Goal. Reproduce each record exactly.

-- Start Records for this task --

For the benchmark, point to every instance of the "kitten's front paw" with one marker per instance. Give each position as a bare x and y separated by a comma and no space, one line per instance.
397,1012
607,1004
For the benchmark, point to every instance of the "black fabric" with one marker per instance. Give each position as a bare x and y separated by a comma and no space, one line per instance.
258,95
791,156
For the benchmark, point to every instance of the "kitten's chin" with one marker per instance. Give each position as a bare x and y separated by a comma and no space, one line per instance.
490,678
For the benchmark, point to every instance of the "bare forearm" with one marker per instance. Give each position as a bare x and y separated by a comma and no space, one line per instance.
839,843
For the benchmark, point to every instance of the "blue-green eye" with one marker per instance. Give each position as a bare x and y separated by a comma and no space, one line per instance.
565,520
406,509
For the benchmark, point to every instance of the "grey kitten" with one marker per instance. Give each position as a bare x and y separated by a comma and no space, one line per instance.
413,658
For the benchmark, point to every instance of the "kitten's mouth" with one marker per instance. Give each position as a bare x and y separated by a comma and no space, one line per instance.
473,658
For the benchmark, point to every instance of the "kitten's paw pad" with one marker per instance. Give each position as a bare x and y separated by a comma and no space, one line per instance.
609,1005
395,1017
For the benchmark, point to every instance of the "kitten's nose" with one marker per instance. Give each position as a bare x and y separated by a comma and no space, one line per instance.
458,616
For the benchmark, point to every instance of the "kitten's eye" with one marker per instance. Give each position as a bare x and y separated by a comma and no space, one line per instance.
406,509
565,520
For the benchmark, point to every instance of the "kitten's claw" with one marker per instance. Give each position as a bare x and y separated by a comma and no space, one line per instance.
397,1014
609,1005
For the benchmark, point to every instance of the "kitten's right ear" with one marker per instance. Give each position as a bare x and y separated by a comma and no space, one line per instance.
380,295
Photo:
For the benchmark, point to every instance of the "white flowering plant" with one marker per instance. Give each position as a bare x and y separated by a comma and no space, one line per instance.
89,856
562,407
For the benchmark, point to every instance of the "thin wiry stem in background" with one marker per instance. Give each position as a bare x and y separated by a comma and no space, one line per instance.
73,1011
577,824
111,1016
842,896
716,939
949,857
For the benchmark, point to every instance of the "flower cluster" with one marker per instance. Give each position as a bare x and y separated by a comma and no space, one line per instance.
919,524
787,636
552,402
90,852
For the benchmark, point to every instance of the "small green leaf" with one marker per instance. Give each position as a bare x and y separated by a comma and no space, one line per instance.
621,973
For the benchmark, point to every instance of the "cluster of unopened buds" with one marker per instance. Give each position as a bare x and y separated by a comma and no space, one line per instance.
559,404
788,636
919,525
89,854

-- End Records for this task --

Exercise solution.
For the benchmark, point to every instance of the "kitten's front paw" with one marker per instance. Give each position as a bare x and y separated by a comma and no space, one line per instance.
397,1012
607,1004
For the benchmark, point to every instance of the "black fabric" with one marker per instance. Give each position as a bare x and y separated by a comma and no space, one line per instance.
258,95
791,156
For the benchmark, point to every instance of the "kitten's chin" with one marker per instance. Give each position as a bare x and y separated by a comma and no space, one line per instance.
490,678
For the benchmark, point to every instance of the "bare forearm" with one marker per instance. Give each position as a bare x and y separated by a comma and no space, one line per instance.
839,843
For the benchmark, point to every instance of the "blue-green eye" with one marker per instance. Give each position as a bare x and y separated by a comma and no space, one line per instance.
565,520
406,509
For the benchmark, point to every instance of the "grey kitten" with one marker per instance. Give each position as a bare x and y separated by a comma and no space, one line per instance.
413,658
For the benchmark, point to every instance of the "kitten's mouth" with one marker per instance. Give each position as a bare x and y separated by a comma and no space, one line per instance.
473,658
For the benchmark, point to every instance of the "kitten's paw pad" with one marker per instance. Give each position as a bare x and y separated by a comma and no space, one line per instance.
609,1005
395,1017
For the benchmark, point to every instance of the "kitten's nose" with one marker per instance. Give each position as a bare x and y separated by a comma and no space, one line per instance.
458,616
For the benchmark, point to every instance of the "kitten's eye" with one marker per instance. Give each position as a bare x and y separated by a comma and no space, one line per instance.
406,509
565,520
For the benchmark, point to every instance of the "kitten's claw" with one marker per instance. Give each position as a bare x and y separated by a comma and no space, one line per instance.
397,1014
609,1005
For the benchmark, point to every instance of the "kitten's right ear" with one marker per instance. Give each position as a bare x and y separated by a comma and no space, one line per instance.
380,295
Photo:
For the benchmark, point to every instance of the "white flowering plant" with one marker per instance. Give each position as a bare x and y separated by a comma and no space, one line per instance.
89,856
562,407
For the benchmark, point to every instance of the "thin wiry stem in background" with one marker per instance. Give each position as a bare x and y separated by a comma and no space, one line per instance.
73,1011
577,824
111,1016
842,896
716,939
949,857
For the benchmark, point to every instance of the "flower cluster" with one marker per instance. Give each position as a bare x and y separated by a comma and no space, one line per instance.
919,524
787,636
552,402
90,852
For the benchmark, point to every instance of the "small green leaf" with one marker per instance. Give each position as a bare x and y separated by a comma and no space, one line per instance.
621,973
For the benchmark, point to every instance of the "cluster of unopened buds" with one marker per instance. Give each position as a bare x and y separated by a comma and no space, one line per instance.
559,404
788,636
919,525
89,854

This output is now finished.